- **Passage shown**:
[Start]
That is what it did. This is the place that powered that.
(You could say its sister was Pittsburgh with the steel mills, but Pittsburgh used some of the coal from our valley to smelt the steel.)
DelSheree: It’s interesting to see those connections and looking at the story through the child character, she has no idea of the bigger picture of what’s going on. She’s excited about the cookies…
(I loved the scene with the cookies. I’m just getting ready to do that with my daughter…)
But it does give you the sense of isolation, reading it as an adult and being aware of everything else going on.
That was interesting because my mind’s making the connection as I read. (Like, oh my gosh) the protections that are in place now, everything that’s come from this burst of industry and trying to manage that now – young you in the book is just so unaware of all of it in that grander scheme.
But yet, she’s seeing those day-to-day impacts that in that younger mind she is realizing that it doesn’t seem so great. But she doesn’t have the experience and the knowledge at that point to draw those conclusions, and so you leave it for the reader to make those connections and think through that.
I found that very effective. It did make me stop and think and take a break so that I could ponder and then dive back into it.
I was going to ask you if that was intentional. I love that it was, that you were planning it that way and wanted to keep it separate.
I think that was extremely effective in making this a very thought-provoking book.
Catherine: I have to say, there are several things going on.
One is that I love museums. I was a museum professional for a while.
And actually, I see this book as a museum.
If you look at the table of contents, you see that there are these seven pieces about the Inness painting, and in between there are these pieces from the perspective of the child – you are actually going in different [museum] galleries. (That’s how I see it!)
I love that you talked about the cookies, by the way.
I have a question for you because you’ve written so many books. Do you use food in your books?
DelSheree: In some of them, it’s a pretty big focus – especially in some of my more recent writing. I would probably have to sit and think about why that is.
I think for me, growing up, food was a big part of family events and people getting together, and seeing people I didn’t see very often. Some of the better memories.
Catherine: And so food is one of those things it helps us ground families.
But I have another reason for using it.
One of the things we haven’t said that the book has ethnicity in it.
I grew up in the most concentrated place of languages [of its time] in the 19th century.
There were so many industries. There were the garment mills, and the silk mill, in the factory that made all the records you know, like Capital Records. There was a lace factory. Not only was it railroads and coal and people running a city, it was all these factories.
[End]
- **Information provided**:
[Start]
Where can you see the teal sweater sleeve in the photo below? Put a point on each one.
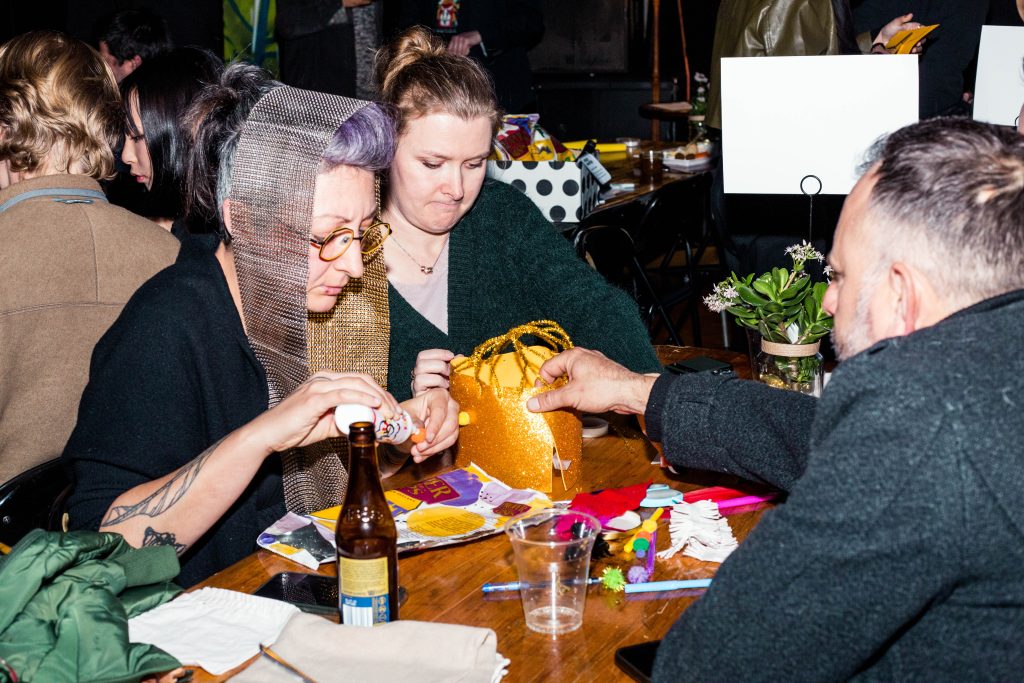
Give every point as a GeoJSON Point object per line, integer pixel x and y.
{"type": "Point", "coordinates": [507, 266]}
[End]
- **Given task 1**: In the interview above, why does Catherine say she sees the book as a museum?
- **Given task 2**: Translate this sentence from the interview above into Spanish: "I think that was extremely effective in making this a very thought-provoking book."
- **Given task 3**: Carry on the interview about the book from the point where it stops.

- **Response 1**: She points to the table of contents: seven pieces about the Inness painting alternate with pieces told from the child's perspective. Moving between them is, to her, like walking through different museum galleries.

- **Response 2**: Creo que eso fue sumamente eficaz para hacer de este un libro que invita mucho a la reflexión.

- **Response 3**:
I wanted to point out the different ethnicities in my family. It was a place where, if you walk down the street, you would hear different languages. There were different kinds of foods people were preparing.
I think that was one of the most interesting aspects in this narrow place that was hidden away. We had all of the people from Europe who needed to escape for various reasons over perhaps, a hundred years. They came there because they could find jobs easily, and it wasn’t that far from New York City.
Another thing I wanted to say is about Torrey House Press.
I am an author who is writing about the East. Torrey House is a Western-focused publisher. And where we come together is in environmental and social justice.
I love their books, and the writing is lyrical. I love what Torrey House Press does, and I feel so honored by being a Voice for the Land.
They could see the reason why this is so important to have this book across the country is because it tells the story of how everything started when we talk about climate change.
And I feel like I want to have discussions everywhere I can.
I would love to see this book used way because it’s an easy read, and yet people will always be contrasting their own lives with it and learning about their own lives.
DelSheree: I think that’s very true.
There was a lot as I was reading that struck me of the similarities to this area. Obviously, northern New Mexico looks very different from the Lackawanna Valley. But seeing coal and oil and gas shut down here – that change that our county is trying to figure out right now – but also with the people.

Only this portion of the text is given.